■ **Source passage**:
Of course, we have seen that other identified links with Luke 24 have been weak. As such, using them as a basis for identifying this common element as being from a source is also logically suspect.
All the World
Another aspect of v. 15 that Kelhoffer links to other texts is the description of Jesus’s commission for the disciples when they go “into all the world” (εἰςτὸνκόσμονἅπαντα). Despite Kelhoffer’s earlier cited characterization of this (supposed non-Markan) author as someone who read Mark very closely, he says this phrase shows him to be “someone who used Mark’s vocabulary but who did not consistently emulate the evangelist’s syntax.”87 This is because Mark used a different adjective in the astronomically high two cases of 8:36 and 14:9—remember when one or two cases was not enough to establish style?—and because, “The three times Mark uses ἅπαντες/ἅπαντα are substantive occurrences of the adjective rather than the adjectival as occurs, for example, in τὸν κόσμον ἅπαντα.”88
How, then, did this construction arise? In this case, Kelhoffer cannot point to one specific text because the precise construction does not appear anywhere else in the Gospels. But when it comes to connecting this ending with other Gospels, we have already established that precedent only needs to be what Kelhoffer considers close enough. After identifying similar phrases in Matt 28:19; Luke 24:47; Mark 13:10; and 14:9, he avers, “Mark 13:10, along with the commissionings of Luke 24:47 and Matt 28:19, probably motivated the LE’s author to combine the wording of three verses (πάντα τὰ ἔθνη) with Mark 14:9 (εἰς ὅλον τὸν κόσμον) in an effort to make the LE’s commissioning resemble other esteemed accounts.”89
I have implicitly responded to the first point already. This text is practically synonymous with those expressions in any case. The second point is also a non-starter, provided we do not assume this use is ruled out from consideration at the start. All of the Gospel authors who use this term multiple times use it both ways (the exception being John, who, depending on the variant, used the term once in 4:25), and Mark would not be inconsistent with this if 16:15 is at least allowed to be considered. The third point again shows how Kelhoffer prefers a convoluted solution to a simple one, which is that Mark wrote this similar expression himself. Against Kelhoffer’s reasoning elsewhere, Mark 1:1–16:8 does not define the boundaries of the terms Mark was capable of writing.90
Jesus as Lord
Kelhoffer also designates the identification of Jesus in v. 19 as a sign of depending on another text: “On the one hand, Mark never refers to Jesus as ὁ κύριος. Nine occurrences of this title of Jesus in John 20—21 indicate where the author of the LE probably borrowed the title. Thus, while readers familiar with only Mark may find ὁ κύριος an unusual expression, those familiar with the narratives of John 20—21 would probably also find the title a welcome conclusion to Mark’s Gospel.”91 It is true that no other text in Mark identifies Jesus as “the Lord Jesus.” But would that not be an appropriate development for the conclusion of the Gospel in light of the narrative development (cf. John 20:28)? Still, Jesus is identified as “Lord” indirectly (though not obscurely) in 1:3; 2:28; and 12:36–37. People also refer to him in this way in the context of healing (7:28; 9:24; cf. 11:3). Whether or not all of these uses have the same sense as 16:19, and I am not arguing that they do, they nevertheless show that Jesus is identified as “Lord” elsewhere in the Gospel.92
Cited from Other Texts in the Gospels and Acts
The Exorcism of Mary Magdalene
The first example in this category is one we have already mentioned. Namely, Kelhoffer identifies Luke 8:2b as the source of the description of Mary Magdalene in Mark 16:9b.93 The descriptions from Mark 16:9 and Luke 8:2 are as follows:
Mark 16:9: παρ’ [ἀφ’ in most mss] ἧς ἐκβεβλήκει ἑπτὰ δαιμόνια
Luke 8:2: ἀφ’ ἧς δαιμόνια ἑπτὰ ἐξεληλύθει
The descriptions certainly are similar, albeit using different verbs and maybe prepositions (points we have already discussed) and featuring a different word order. The difference in word order, like the difference in verb, is driven by Mark focusing on the activity of Jesus and Luke focusing on the activity of the demons. Why the similarities + differences necessitate textual dependence rather than reflect shared knowledge and divergent means of expressing the same is never explained.

■ **Task instructions**:
**1.** Answer these questions using the passage on the longer ending of Mark:
(a) In which two verses does Mark use a different adjective with "world"?
(b) How many occurrences of the title ὁ κύριος in John 20–21 does Kelhoffer cite?
(c) Which verse in Luke does Kelhoffer identify as the source of the description of Mary Magdalene in Mark 16:9b?
**2.** Output the part of the passage on the longer ending of Mark that opens with the words containing "Of course, we" and closes with "also logically suspect.".

■ **Dataset items**:
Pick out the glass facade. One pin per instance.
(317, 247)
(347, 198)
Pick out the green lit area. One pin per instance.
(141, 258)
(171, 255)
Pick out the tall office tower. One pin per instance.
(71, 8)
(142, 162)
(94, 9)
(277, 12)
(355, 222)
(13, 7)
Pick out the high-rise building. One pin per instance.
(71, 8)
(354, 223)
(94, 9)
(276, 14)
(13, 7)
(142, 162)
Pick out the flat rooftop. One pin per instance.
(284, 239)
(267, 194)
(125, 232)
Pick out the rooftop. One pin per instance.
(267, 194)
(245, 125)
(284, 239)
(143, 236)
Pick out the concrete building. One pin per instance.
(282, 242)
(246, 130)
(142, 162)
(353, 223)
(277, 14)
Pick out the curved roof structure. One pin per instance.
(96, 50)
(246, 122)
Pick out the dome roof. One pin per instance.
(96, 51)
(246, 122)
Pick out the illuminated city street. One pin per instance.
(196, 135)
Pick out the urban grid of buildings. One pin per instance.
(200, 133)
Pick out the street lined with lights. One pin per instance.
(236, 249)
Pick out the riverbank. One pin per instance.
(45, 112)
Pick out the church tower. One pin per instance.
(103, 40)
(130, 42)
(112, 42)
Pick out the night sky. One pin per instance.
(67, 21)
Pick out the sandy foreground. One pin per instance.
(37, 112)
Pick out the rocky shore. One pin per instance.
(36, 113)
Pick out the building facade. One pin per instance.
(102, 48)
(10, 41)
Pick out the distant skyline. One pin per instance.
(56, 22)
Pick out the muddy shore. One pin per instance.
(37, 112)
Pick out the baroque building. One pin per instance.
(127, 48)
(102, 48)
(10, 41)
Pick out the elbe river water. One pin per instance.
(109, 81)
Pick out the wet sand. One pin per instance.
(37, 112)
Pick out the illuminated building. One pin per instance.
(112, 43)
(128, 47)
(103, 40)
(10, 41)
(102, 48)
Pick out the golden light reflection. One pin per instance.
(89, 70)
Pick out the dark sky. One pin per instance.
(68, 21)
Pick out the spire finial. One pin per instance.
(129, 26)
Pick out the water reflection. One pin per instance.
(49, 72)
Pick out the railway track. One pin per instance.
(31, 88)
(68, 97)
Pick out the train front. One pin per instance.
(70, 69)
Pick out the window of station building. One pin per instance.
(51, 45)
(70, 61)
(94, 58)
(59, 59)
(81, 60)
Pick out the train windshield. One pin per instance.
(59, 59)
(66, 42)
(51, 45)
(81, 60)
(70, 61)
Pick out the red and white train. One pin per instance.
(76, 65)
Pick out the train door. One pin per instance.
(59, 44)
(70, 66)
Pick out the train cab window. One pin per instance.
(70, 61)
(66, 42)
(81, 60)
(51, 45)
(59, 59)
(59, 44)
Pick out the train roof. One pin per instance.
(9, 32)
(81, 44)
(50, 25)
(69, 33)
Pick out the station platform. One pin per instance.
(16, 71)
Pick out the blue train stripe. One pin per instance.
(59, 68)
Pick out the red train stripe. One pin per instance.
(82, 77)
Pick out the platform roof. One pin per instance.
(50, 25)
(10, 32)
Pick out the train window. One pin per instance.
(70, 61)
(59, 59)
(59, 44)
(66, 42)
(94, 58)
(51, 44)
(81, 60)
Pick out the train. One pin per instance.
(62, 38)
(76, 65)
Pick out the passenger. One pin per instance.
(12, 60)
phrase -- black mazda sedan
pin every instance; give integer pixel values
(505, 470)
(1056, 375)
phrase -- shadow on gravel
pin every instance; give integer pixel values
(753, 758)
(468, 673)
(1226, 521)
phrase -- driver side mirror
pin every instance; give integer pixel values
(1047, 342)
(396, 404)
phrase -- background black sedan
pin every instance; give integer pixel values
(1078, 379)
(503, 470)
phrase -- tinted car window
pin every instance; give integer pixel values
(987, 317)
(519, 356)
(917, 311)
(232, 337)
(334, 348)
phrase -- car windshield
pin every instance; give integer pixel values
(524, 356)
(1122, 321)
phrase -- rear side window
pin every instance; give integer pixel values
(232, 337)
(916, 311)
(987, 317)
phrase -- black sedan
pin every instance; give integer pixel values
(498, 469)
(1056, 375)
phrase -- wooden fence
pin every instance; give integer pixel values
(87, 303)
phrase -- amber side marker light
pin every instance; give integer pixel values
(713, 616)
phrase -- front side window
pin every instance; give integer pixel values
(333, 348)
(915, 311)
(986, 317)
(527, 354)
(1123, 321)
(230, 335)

■ **Expected outputs**:
**1.**
(a) 8:36 and 14:9
(b) Nine
(c) Luke 8:2b

**2.**
Of course, we have seen that other identified links with Luke 24 have been weak. As such, using them as a basis for identifying this common element as being from a source is also logically suspect.